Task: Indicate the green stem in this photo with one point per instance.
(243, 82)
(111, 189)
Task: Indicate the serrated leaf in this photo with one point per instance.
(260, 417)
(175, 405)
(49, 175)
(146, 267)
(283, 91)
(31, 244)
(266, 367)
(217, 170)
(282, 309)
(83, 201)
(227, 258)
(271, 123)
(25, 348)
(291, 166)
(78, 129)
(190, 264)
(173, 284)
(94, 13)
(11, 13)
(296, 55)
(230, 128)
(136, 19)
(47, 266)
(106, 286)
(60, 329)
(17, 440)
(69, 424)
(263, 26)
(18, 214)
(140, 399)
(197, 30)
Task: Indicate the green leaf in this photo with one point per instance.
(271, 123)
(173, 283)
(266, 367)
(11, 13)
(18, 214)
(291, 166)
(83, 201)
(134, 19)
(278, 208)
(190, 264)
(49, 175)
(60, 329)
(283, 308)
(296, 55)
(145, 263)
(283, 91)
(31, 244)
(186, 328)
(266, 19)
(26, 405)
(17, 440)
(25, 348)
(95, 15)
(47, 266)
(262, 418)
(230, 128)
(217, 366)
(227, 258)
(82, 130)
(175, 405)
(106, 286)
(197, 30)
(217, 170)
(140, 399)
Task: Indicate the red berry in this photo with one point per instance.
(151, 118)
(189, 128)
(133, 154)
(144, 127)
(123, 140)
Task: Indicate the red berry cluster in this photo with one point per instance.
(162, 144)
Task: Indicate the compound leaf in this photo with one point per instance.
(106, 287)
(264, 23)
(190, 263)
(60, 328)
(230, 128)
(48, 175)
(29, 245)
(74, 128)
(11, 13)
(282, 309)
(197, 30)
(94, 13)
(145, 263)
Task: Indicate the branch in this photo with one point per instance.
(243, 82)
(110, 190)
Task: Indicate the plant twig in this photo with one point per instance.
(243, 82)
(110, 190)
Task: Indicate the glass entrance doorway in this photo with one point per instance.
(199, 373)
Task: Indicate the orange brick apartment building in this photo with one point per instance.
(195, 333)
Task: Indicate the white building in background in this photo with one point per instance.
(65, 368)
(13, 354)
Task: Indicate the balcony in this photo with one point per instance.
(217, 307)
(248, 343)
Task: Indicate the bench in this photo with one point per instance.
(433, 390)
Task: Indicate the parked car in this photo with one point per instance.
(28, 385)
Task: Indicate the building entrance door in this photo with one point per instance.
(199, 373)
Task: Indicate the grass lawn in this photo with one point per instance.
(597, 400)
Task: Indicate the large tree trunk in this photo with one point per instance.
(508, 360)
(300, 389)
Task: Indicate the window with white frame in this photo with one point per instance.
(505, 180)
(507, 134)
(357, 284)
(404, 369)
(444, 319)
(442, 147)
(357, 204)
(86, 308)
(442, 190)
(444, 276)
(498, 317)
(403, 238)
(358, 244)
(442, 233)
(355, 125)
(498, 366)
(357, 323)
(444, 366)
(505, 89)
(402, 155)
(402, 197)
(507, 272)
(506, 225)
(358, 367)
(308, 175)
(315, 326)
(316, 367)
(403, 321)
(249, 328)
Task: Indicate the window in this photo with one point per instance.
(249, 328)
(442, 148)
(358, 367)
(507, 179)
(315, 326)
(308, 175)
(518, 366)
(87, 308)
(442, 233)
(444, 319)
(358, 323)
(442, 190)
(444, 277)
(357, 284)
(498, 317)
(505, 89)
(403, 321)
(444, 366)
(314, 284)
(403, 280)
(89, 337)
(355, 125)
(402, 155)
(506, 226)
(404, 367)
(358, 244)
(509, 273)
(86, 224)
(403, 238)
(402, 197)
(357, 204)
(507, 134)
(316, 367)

SET TASK:
Restate the whole listing exactly.

TASK RESPONSE:
Task: Indicate the green stem in this photo with one point per instance.
(243, 82)
(111, 189)
Task: Indicate the serrated leaf in this photo with one point per instance.
(260, 417)
(175, 405)
(49, 175)
(146, 267)
(283, 91)
(31, 244)
(266, 367)
(217, 170)
(282, 309)
(83, 201)
(227, 258)
(271, 123)
(25, 348)
(291, 166)
(78, 129)
(190, 264)
(173, 284)
(94, 13)
(11, 13)
(296, 55)
(230, 128)
(136, 19)
(47, 266)
(106, 286)
(60, 329)
(17, 440)
(69, 424)
(263, 26)
(18, 214)
(140, 399)
(197, 30)
Task: Indicate the green leaf in this photo with one point per instance.
(271, 123)
(173, 283)
(266, 367)
(11, 13)
(18, 214)
(291, 166)
(83, 201)
(134, 19)
(278, 208)
(190, 264)
(49, 175)
(60, 329)
(283, 308)
(296, 55)
(145, 263)
(283, 91)
(31, 244)
(186, 328)
(266, 19)
(26, 405)
(17, 440)
(25, 348)
(95, 15)
(47, 266)
(262, 418)
(230, 128)
(217, 366)
(227, 258)
(82, 130)
(175, 405)
(106, 286)
(197, 30)
(217, 170)
(140, 399)
Task: Indicate the red berry in this photo with one point per instance.
(151, 118)
(189, 128)
(133, 154)
(144, 127)
(123, 140)
Task: Indicate the red berry cluster in this photo with one point per instance.
(162, 144)
Task: Indicate the compound leaf in this photo with one point per instance.
(106, 287)
(264, 23)
(190, 263)
(60, 328)
(230, 128)
(48, 175)
(29, 245)
(74, 128)
(11, 13)
(282, 309)
(197, 30)
(94, 13)
(145, 263)
Task: Indicate the branch in this photo with one point per instance.
(243, 82)
(110, 190)
Task: Indicate the plant twig in this photo with one point per instance.
(243, 82)
(110, 190)
Task: Indicate the glass entrance doorway in this photo with one point per instance.
(199, 373)
Task: Indicate the orange brick apartment building in this photo with one point per instance.
(195, 333)
Task: Indicate the white building in background in this photo with one point per instance.
(65, 368)
(13, 354)
Task: Indicate the balcony in this photo with one point per instance.
(217, 307)
(248, 343)
Task: Indicate the bench in this photo with one point per instance.
(433, 390)
Task: Indicate the parked car in this photo with one point per instance.
(28, 385)
Task: Indicate the building entrance door in this photo with one point per instance.
(199, 373)
Task: Indicate the grass lawn in this photo with one point per instance.
(597, 400)
Task: Indicate the large tree trunk in this photo with one point per instance.
(508, 360)
(300, 389)
Task: Indicate the window with white frame in this photo with one point per instance.
(505, 180)
(507, 134)
(357, 284)
(404, 369)
(444, 319)
(442, 147)
(357, 204)
(86, 308)
(442, 190)
(444, 276)
(498, 317)
(403, 238)
(358, 244)
(442, 233)
(355, 125)
(498, 366)
(357, 323)
(444, 366)
(505, 89)
(402, 155)
(402, 197)
(507, 272)
(506, 225)
(358, 367)
(308, 175)
(315, 326)
(316, 367)
(403, 321)
(249, 328)
Task: Indicate the window in this photo with one point per instance.
(249, 328)
(442, 148)
(358, 367)
(507, 179)
(315, 326)
(308, 175)
(518, 366)
(87, 308)
(442, 233)
(444, 319)
(358, 323)
(442, 190)
(444, 277)
(357, 284)
(498, 317)
(505, 89)
(403, 321)
(444, 366)
(314, 284)
(403, 280)
(89, 337)
(355, 125)
(402, 155)
(506, 226)
(404, 367)
(358, 244)
(509, 273)
(86, 224)
(403, 238)
(402, 197)
(357, 204)
(507, 134)
(316, 367)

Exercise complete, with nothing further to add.